#### AIM
Reproduce the following data line for line, without changing anything.

==== EXERCISE MATERIAL

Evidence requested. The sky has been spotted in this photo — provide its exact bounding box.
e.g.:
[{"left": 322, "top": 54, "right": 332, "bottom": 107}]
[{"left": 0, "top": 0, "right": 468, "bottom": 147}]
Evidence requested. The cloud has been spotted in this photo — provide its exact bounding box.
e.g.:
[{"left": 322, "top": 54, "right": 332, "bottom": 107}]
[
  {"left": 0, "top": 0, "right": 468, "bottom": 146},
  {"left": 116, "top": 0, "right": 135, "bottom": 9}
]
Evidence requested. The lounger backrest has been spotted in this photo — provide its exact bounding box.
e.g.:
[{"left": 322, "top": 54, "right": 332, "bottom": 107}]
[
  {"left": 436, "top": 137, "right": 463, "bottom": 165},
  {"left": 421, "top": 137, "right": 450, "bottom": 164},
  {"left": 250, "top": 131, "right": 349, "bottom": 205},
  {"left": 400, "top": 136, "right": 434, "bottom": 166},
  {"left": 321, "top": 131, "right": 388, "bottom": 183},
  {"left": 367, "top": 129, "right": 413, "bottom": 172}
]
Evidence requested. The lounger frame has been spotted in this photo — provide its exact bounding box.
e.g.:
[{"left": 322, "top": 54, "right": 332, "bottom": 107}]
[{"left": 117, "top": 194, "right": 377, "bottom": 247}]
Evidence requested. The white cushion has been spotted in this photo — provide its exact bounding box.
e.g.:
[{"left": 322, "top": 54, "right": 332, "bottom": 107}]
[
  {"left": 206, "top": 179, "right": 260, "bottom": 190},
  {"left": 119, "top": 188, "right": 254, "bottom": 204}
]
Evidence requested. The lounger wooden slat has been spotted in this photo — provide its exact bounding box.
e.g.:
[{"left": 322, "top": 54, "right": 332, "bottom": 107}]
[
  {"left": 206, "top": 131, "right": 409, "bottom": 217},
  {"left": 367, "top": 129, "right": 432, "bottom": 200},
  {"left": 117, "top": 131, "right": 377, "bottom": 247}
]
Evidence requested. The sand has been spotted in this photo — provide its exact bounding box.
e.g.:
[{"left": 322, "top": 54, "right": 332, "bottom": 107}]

========

#### EXERCISE ANSWER
Evidence requested. The sky has been spotted in this photo — provide its exact bounding box.
e.g.:
[{"left": 322, "top": 54, "right": 332, "bottom": 107}]
[{"left": 0, "top": 0, "right": 468, "bottom": 147}]
Evidence requested. The cloud has been spotted in this photo — provide its exact bounding box.
e.g.:
[{"left": 322, "top": 54, "right": 332, "bottom": 107}]
[
  {"left": 0, "top": 0, "right": 468, "bottom": 146},
  {"left": 116, "top": 0, "right": 135, "bottom": 9}
]
Evidence requested. The lounger backrest has been spotted in this photo — provide its exact bounding box.
e.g.:
[{"left": 322, "top": 54, "right": 332, "bottom": 107}]
[
  {"left": 436, "top": 137, "right": 463, "bottom": 165},
  {"left": 421, "top": 137, "right": 450, "bottom": 164},
  {"left": 250, "top": 131, "right": 349, "bottom": 205},
  {"left": 400, "top": 136, "right": 434, "bottom": 166},
  {"left": 321, "top": 131, "right": 388, "bottom": 183},
  {"left": 367, "top": 129, "right": 413, "bottom": 172}
]
Evidence requested. The lounger frame has been spotted in this photo — provide its exact bounding box.
e.g.:
[{"left": 322, "top": 54, "right": 332, "bottom": 107}]
[{"left": 117, "top": 194, "right": 377, "bottom": 247}]
Evidence requested. The white cushion has been spotted in this photo — provide its exact bounding box.
e.g.:
[{"left": 322, "top": 54, "right": 332, "bottom": 107}]
[
  {"left": 206, "top": 179, "right": 260, "bottom": 190},
  {"left": 119, "top": 188, "right": 254, "bottom": 204}
]
Evidence requested. The lounger wooden slat has been spotted in this photo — provide its exact bounding box.
e.g.:
[{"left": 322, "top": 54, "right": 332, "bottom": 107}]
[
  {"left": 206, "top": 131, "right": 409, "bottom": 217},
  {"left": 367, "top": 129, "right": 432, "bottom": 200},
  {"left": 117, "top": 131, "right": 377, "bottom": 247}
]
Evidence requested. The sand has been spotted in this photo — provide its exact bounding box.
e.g.:
[{"left": 322, "top": 54, "right": 332, "bottom": 107}]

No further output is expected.